▶ **Data for this task**:

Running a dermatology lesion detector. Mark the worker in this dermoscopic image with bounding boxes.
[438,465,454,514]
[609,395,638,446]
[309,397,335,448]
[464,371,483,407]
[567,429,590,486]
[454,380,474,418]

---

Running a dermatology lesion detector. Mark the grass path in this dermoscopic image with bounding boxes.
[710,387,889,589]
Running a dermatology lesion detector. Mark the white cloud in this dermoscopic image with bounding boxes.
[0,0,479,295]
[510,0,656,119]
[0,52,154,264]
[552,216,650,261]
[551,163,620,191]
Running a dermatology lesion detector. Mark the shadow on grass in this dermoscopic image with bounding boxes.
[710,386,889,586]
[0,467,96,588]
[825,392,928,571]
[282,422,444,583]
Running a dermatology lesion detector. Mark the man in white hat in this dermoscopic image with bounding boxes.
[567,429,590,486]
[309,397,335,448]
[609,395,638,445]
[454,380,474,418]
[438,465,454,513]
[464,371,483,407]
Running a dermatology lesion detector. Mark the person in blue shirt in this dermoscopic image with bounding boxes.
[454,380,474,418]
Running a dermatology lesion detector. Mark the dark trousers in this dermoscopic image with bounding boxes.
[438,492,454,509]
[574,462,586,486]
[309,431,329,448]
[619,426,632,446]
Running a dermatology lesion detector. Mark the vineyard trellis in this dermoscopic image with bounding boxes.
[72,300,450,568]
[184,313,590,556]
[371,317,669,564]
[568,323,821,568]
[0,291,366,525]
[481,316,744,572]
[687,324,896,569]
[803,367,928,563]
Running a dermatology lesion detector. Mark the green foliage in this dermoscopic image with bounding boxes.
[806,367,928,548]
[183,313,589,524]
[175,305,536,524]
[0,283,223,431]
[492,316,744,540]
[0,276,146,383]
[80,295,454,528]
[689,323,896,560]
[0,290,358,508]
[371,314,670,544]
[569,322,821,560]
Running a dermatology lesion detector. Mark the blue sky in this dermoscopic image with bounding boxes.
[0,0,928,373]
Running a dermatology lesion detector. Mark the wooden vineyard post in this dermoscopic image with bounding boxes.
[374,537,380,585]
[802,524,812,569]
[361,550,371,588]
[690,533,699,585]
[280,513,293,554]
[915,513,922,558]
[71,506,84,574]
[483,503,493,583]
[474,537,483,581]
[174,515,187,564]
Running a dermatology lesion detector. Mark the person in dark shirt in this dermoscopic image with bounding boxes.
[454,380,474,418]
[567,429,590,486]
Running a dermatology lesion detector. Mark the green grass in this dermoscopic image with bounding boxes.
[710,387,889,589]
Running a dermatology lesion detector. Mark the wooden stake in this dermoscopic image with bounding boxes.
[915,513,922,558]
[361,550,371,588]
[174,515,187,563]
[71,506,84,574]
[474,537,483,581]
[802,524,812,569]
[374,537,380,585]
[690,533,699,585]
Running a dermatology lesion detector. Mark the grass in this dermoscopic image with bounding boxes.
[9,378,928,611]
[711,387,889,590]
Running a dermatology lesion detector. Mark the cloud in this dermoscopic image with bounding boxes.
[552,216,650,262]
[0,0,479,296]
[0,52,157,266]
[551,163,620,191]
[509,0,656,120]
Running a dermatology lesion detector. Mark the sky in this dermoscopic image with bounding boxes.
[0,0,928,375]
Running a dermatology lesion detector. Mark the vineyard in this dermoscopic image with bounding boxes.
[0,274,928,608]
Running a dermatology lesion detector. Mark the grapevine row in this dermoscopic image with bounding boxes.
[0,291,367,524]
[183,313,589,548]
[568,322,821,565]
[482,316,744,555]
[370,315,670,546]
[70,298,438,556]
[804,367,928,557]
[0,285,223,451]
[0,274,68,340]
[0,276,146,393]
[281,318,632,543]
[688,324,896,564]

▶ **Task brief**: Please lay out the items starting at the line that contains "Running a dermatology lesion detector. Mark the green foliage" and ending at the line that contains "[174,515,187,564]" as a two-column CSV with the header item_text,answer and one row per item. Put each item's text and its answer in a single quoted field, turning line breaks into spaces.

▶ **Finished task**:
item_text,answer
"Running a dermatology lesion detector. Mark the green foliage in this dermoscopic image with bounding boxes.","[806,367,928,548] [183,313,589,524] [175,305,536,524] [0,283,223,431] [492,316,744,540] [0,276,146,383] [80,295,454,528] [689,323,896,560] [0,290,358,508] [371,314,670,544] [569,322,821,560]"
"Running a dermatology lesion detector. Mark the blue sky in this dermoscopic image with bounding boxes.","[0,0,928,373]"
"Running a dermatology lesion detector. Mark the wooden vineyard post in this dermoscopic image with bounding boxes.","[374,537,380,585] [802,524,812,569] [361,550,371,588] [690,533,699,585] [280,513,293,554] [915,513,922,558] [71,506,84,574] [483,503,493,583] [474,537,483,581] [174,515,187,564]"